START Given passage
An increase in the cost of feed coupled with a drop in the supply of pigs due to disease has made pork a top priority for the Chinese government. Pork is the most important staple meat for China’s 1.3 billion people. Any sustained interruption in supply would be a major political problem for the country. Premier Wen Jiabao provided confirmation of the crisis when he made a weekend visit on May 28, 2007, to a market in Shaanxi Province.
China General Administration of Quality Supervision, Inspection and Quarantines (AQSIQ) issued a notice on June 7, 2007, stating that its inspectors at the ports of Ningbo and Shenzhen found bacteria and sulfur dioxide in certain health supplements and raisins exported by U.S. companies. This follows the February 2007 ban on ConAgro’s peanut butter.
END Given passage
§ Exercise set
- a) According to the passage on China's pork and food safety, on what date did Premier Wen Jiabao visit a market in Shaanxi Province?
- b) What are all the dates mentioned in the passage on China's pork and food safety?
- c) Continue the passage on China's pork and food safety from where it stops.
START Data records
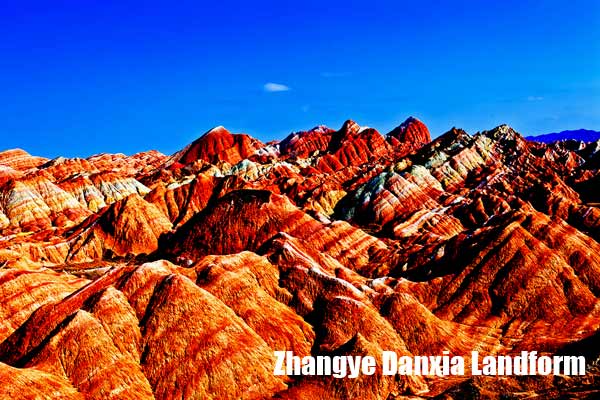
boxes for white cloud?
[263,82,290,92]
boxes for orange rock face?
[0,117,600,399]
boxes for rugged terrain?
[0,118,600,399]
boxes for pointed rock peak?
[387,117,431,146]
[482,124,521,140]
[435,127,471,148]
[340,119,361,135]
[201,125,231,137]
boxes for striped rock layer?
[0,117,600,399]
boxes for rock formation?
[0,117,600,399]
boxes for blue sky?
[0,0,600,157]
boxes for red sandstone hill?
[0,117,600,399]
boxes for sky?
[0,0,600,157]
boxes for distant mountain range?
[526,129,600,143]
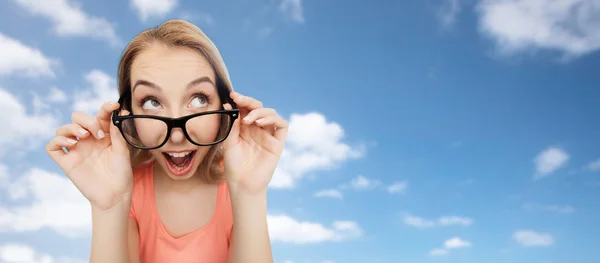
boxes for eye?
[142,99,160,110]
[190,94,208,108]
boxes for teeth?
[167,152,191,158]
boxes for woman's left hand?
[223,92,288,195]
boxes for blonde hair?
[118,20,233,182]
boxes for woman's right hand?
[46,102,133,210]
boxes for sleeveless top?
[129,161,233,263]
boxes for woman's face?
[131,44,223,180]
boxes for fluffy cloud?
[533,147,570,179]
[73,69,119,115]
[46,87,68,103]
[267,215,362,244]
[0,243,85,263]
[350,175,381,190]
[0,33,59,78]
[279,0,304,23]
[477,0,600,57]
[131,0,177,21]
[403,214,473,229]
[429,237,471,256]
[314,189,344,199]
[513,230,554,247]
[14,0,122,46]
[0,168,91,237]
[0,165,362,244]
[0,88,58,155]
[269,113,363,188]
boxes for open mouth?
[162,151,196,176]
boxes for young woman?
[46,20,288,263]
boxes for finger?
[230,91,263,111]
[56,123,90,139]
[46,136,77,162]
[109,113,129,158]
[71,112,105,139]
[255,115,289,141]
[96,102,119,132]
[222,103,240,153]
[243,108,277,124]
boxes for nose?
[169,128,185,144]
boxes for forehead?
[131,43,215,86]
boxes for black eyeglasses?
[112,96,239,150]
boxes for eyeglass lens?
[122,113,231,148]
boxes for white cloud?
[14,0,121,46]
[513,230,554,247]
[0,243,85,263]
[387,181,408,194]
[350,175,381,190]
[477,0,600,58]
[586,158,600,172]
[444,237,471,249]
[0,88,58,155]
[314,189,344,199]
[0,33,59,78]
[269,113,363,188]
[46,87,67,103]
[429,248,448,256]
[522,202,575,214]
[279,0,304,23]
[533,147,570,179]
[437,0,461,29]
[0,168,91,237]
[131,0,177,21]
[267,215,362,244]
[73,69,119,115]
[429,237,471,256]
[403,214,473,228]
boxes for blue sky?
[0,0,600,263]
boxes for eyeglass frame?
[111,94,240,150]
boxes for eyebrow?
[131,76,216,93]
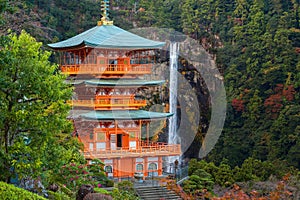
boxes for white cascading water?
[167,42,179,173]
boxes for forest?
[0,0,300,197]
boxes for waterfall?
[167,42,179,173]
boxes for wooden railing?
[61,64,152,75]
[84,143,181,159]
[68,99,147,110]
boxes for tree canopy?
[0,31,76,181]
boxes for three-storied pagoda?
[49,1,180,178]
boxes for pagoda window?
[89,143,94,151]
[136,164,144,171]
[148,163,157,170]
[104,165,112,173]
[90,133,94,140]
[97,132,105,141]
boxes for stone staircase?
[135,186,182,200]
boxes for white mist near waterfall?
[167,42,179,173]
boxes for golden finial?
[98,0,113,26]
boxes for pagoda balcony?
[68,99,147,110]
[61,64,152,75]
[83,143,181,159]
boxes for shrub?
[83,193,113,200]
[94,188,109,194]
[105,180,115,187]
[0,182,46,200]
[48,191,71,200]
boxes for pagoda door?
[117,132,129,149]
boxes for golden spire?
[98,0,113,26]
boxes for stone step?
[136,186,182,200]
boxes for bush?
[0,182,46,200]
[94,188,109,194]
[83,193,113,200]
[105,180,115,187]
[118,181,133,191]
[48,191,71,200]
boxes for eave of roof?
[81,110,173,120]
[48,25,165,50]
[85,79,165,87]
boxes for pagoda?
[48,1,181,178]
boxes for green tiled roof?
[85,79,165,87]
[81,110,173,120]
[48,25,165,50]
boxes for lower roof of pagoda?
[80,110,173,120]
[66,79,165,87]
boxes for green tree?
[0,31,72,181]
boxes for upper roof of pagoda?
[48,25,165,50]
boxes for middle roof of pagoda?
[66,79,165,87]
[48,25,165,51]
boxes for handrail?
[84,144,181,157]
[67,99,147,108]
[61,64,152,74]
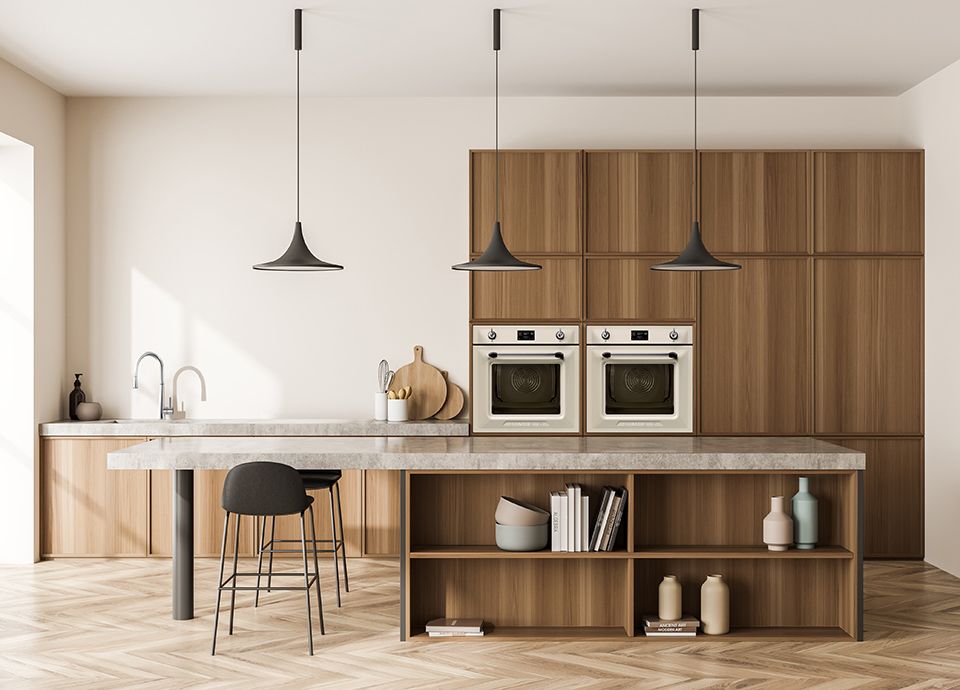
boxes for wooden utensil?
[392,345,447,419]
[433,371,463,419]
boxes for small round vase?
[657,575,683,621]
[700,575,730,635]
[763,496,793,551]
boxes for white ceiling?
[0,0,960,96]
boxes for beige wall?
[0,60,66,562]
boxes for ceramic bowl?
[496,496,550,527]
[497,522,550,551]
[77,403,103,422]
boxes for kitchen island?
[108,437,865,639]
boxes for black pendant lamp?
[650,9,743,271]
[254,10,343,271]
[452,10,543,271]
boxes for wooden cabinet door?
[40,438,148,557]
[825,438,924,558]
[585,151,693,254]
[698,258,813,434]
[587,258,697,323]
[700,151,810,254]
[815,258,923,434]
[470,256,581,321]
[470,151,581,254]
[814,151,923,253]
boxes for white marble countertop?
[107,436,866,471]
[40,419,470,437]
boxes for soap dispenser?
[70,374,87,421]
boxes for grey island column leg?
[173,470,193,621]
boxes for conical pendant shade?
[254,221,343,271]
[451,221,543,271]
[650,221,743,271]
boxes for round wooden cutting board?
[390,345,447,419]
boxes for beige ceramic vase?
[763,496,793,551]
[657,575,683,621]
[700,575,730,635]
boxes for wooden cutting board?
[433,371,463,419]
[390,345,447,419]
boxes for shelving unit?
[401,470,863,642]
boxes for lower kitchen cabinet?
[40,438,149,557]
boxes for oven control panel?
[473,324,580,345]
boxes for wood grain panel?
[363,470,400,556]
[584,151,693,254]
[586,258,697,322]
[470,151,581,254]
[825,438,924,558]
[40,438,147,556]
[700,151,810,253]
[699,258,813,434]
[814,151,923,253]
[470,257,581,321]
[815,258,923,434]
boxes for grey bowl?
[497,522,550,551]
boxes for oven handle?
[487,352,563,359]
[601,352,677,359]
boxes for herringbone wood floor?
[0,559,960,690]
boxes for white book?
[550,491,560,551]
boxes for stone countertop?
[107,436,866,471]
[40,419,470,437]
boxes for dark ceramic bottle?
[70,374,87,420]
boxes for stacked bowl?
[496,496,550,551]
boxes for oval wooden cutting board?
[390,345,447,419]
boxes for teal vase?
[791,477,817,549]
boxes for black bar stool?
[210,462,326,655]
[254,470,350,607]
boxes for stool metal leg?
[310,505,327,635]
[328,486,340,608]
[300,513,316,656]
[230,513,240,635]
[210,513,230,656]
[334,482,350,592]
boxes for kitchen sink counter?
[40,419,470,437]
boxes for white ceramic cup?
[387,400,407,422]
[373,393,387,422]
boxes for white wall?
[0,60,66,563]
[902,62,960,577]
[67,98,905,417]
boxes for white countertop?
[40,419,470,436]
[107,436,866,471]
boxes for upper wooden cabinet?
[698,258,813,434]
[470,151,582,254]
[700,151,810,254]
[585,151,693,254]
[814,151,923,254]
[815,258,923,434]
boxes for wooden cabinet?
[700,151,810,254]
[825,438,924,558]
[470,256,581,321]
[815,258,923,434]
[698,258,813,434]
[470,151,581,254]
[586,257,697,323]
[814,151,923,254]
[40,438,149,557]
[584,151,693,254]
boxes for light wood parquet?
[0,558,960,690]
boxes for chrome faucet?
[133,350,173,419]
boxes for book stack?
[643,615,700,637]
[426,618,483,637]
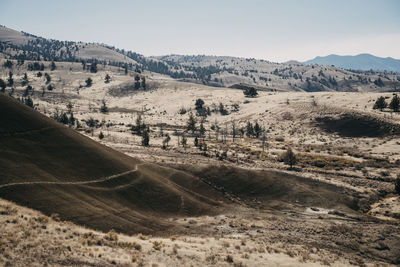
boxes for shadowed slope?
[0,94,222,236]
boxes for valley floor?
[0,60,400,266]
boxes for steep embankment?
[0,94,222,237]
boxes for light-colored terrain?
[0,57,400,266]
[0,199,390,266]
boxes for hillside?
[0,94,227,233]
[304,54,400,72]
[157,55,400,92]
[0,26,400,92]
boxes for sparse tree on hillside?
[394,174,400,195]
[181,133,187,151]
[199,120,206,137]
[90,62,97,73]
[374,77,385,87]
[4,60,13,69]
[246,121,254,137]
[186,112,196,133]
[282,147,297,169]
[254,122,262,138]
[243,87,258,97]
[100,99,108,113]
[59,112,69,124]
[21,72,29,86]
[389,94,400,112]
[135,75,140,90]
[68,112,78,127]
[44,72,51,84]
[67,102,74,114]
[104,74,111,83]
[50,61,56,71]
[141,76,147,90]
[142,128,150,147]
[194,98,204,109]
[163,134,171,149]
[25,96,33,108]
[218,103,229,116]
[7,71,14,87]
[374,96,387,111]
[85,77,93,87]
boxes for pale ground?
[0,61,400,266]
[0,199,390,266]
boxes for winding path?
[0,163,145,189]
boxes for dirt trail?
[0,163,145,189]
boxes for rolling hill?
[0,94,357,235]
[304,54,400,72]
[0,94,223,236]
[0,26,400,92]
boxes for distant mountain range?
[0,25,400,92]
[304,54,400,72]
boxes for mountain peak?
[304,53,400,72]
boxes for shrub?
[394,174,400,195]
[282,148,297,169]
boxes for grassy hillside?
[0,95,222,233]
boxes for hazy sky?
[0,0,400,62]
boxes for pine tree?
[44,72,51,84]
[254,122,262,138]
[85,77,93,87]
[246,121,254,137]
[21,72,29,86]
[186,112,196,133]
[7,71,14,87]
[50,61,56,71]
[100,99,108,113]
[141,76,147,90]
[162,134,171,149]
[0,79,7,93]
[282,147,297,169]
[389,94,400,112]
[142,128,150,147]
[199,120,206,137]
[135,75,140,90]
[181,133,187,151]
[25,96,33,108]
[374,96,387,111]
[90,62,97,73]
[104,74,111,83]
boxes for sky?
[0,0,400,62]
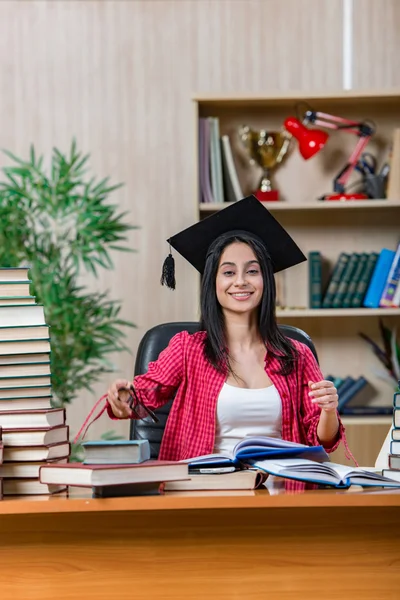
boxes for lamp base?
[254,190,279,202]
[318,194,369,202]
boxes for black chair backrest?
[130,321,318,458]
END Data records
§ Answers to each task
- a) May 28, 2007

- b) May 28, 2007; June 7, 2007; February 2007

- c)
On January 14, 2008, Study Times, the official publication of the Party School of the Communist Party of China, published an article by Wei-Wei Zhang, Senior Research Fellow at the Modern Asia Research Center in Geneva. The article entitled, “Reflections on Western Democracy,” affirms the current policies of the Communist Party.
Citing the failures of western democracy in developing countries, the article states that China has successfully maintained stability over the past 30 years and that living standards of Chinese people have significantly improved, coupled with a ten-fold increase in the economy. The article suggests that China should first focus on economic and educational development, followed by the rule of law and last by democracy.
Zhang served as senior English interpreter for Deng Xiaoping and other Chinese Communist leaders in the mid-1980s.
Source: Study Times, January 14, 2008.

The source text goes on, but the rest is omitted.